_WORK INSTRUCTIONS_.
a - Which distinct measurements stated with a unit appear in the passage on the Withington Wilderness? List each one once.
b - According to the passage on the Withington Wilderness, in what month and year was it designated?

_EXTRACT TO READ_.
Wilderness area in New Mexico, US

The Withington Wilderness is a 19,000-acre designated Wilderness area located within the Cibola National Forest in western New Mexico. Located in the Magdalena Ranger District, approximately 20 miles southwest of Magdalena, New Mexico, the wilderness area lies around 10,100 ft. Mount Withington, on the eastern slope of the San Mateo Mountains in Socorro County, New Mexico, United States.

==History and administration==
The Withington Wilderness Area was designated in December 1980 as part of Public Law 96-550, which placed numerous areas in New Mexico’s National Forests in the National Wilderness Preservation System. Also known as the New Mexico Wilderness Act, the law created two Wilderness Areas in the Cibola National Forest’s Magdalena Ranger District, setting aside 19,000 acres in the District’s northeastern corner as the Withington Wilderness, and 44,678 acres in the District’s southern half as the Apache Kid Wilderness. Both Wilderness Areas are administered by the Cibola National Forest, headquartered in Albuquerque, and are managed as part of the Magdalena Ranger District, located in Magdalena.

_EXTRACTED INFORMATION_.
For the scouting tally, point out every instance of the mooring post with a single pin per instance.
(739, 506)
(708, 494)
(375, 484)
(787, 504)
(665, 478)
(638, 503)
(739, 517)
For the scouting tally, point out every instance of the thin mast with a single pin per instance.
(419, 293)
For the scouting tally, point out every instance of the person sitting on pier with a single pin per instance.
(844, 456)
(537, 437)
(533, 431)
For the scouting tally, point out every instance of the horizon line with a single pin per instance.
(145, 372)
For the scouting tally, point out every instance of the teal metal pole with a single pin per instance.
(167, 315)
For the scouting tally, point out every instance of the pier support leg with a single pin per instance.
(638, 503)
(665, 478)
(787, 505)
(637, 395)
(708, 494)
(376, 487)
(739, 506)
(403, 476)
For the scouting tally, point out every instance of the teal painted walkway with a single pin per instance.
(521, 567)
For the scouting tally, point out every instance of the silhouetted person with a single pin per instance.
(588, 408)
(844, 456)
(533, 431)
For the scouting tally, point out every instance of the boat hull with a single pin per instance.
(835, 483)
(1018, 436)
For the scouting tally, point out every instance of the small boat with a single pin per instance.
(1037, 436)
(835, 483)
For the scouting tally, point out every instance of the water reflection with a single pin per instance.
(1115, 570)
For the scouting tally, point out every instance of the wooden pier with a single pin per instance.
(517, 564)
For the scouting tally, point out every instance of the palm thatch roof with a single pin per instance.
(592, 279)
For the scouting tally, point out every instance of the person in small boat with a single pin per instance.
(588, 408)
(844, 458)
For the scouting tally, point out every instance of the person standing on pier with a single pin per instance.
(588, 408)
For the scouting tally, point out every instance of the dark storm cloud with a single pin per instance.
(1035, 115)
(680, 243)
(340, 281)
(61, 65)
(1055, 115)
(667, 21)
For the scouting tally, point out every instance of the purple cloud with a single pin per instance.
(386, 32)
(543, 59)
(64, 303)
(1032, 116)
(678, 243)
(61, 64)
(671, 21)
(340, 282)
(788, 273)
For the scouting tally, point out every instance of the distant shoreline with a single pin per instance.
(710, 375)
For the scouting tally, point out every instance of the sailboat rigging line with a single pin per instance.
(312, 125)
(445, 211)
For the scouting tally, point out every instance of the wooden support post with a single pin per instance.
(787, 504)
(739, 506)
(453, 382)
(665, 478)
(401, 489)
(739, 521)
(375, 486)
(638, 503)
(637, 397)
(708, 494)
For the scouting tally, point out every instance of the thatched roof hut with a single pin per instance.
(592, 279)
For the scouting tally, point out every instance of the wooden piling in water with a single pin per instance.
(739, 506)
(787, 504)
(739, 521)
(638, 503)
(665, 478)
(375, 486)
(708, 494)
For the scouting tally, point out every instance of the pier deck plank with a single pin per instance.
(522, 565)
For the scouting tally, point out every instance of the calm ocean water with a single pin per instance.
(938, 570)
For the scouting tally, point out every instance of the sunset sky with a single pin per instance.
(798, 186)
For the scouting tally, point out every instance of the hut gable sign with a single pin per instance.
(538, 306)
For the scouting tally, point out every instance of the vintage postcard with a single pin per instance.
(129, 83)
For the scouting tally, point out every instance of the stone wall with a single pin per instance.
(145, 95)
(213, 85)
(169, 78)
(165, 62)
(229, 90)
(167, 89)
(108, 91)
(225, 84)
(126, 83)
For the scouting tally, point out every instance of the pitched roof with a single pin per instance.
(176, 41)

_ANSWERS BY TASK_.
a -
19,000 acres
20 miles
10,100 ft.
44,678 acres

b - December 1980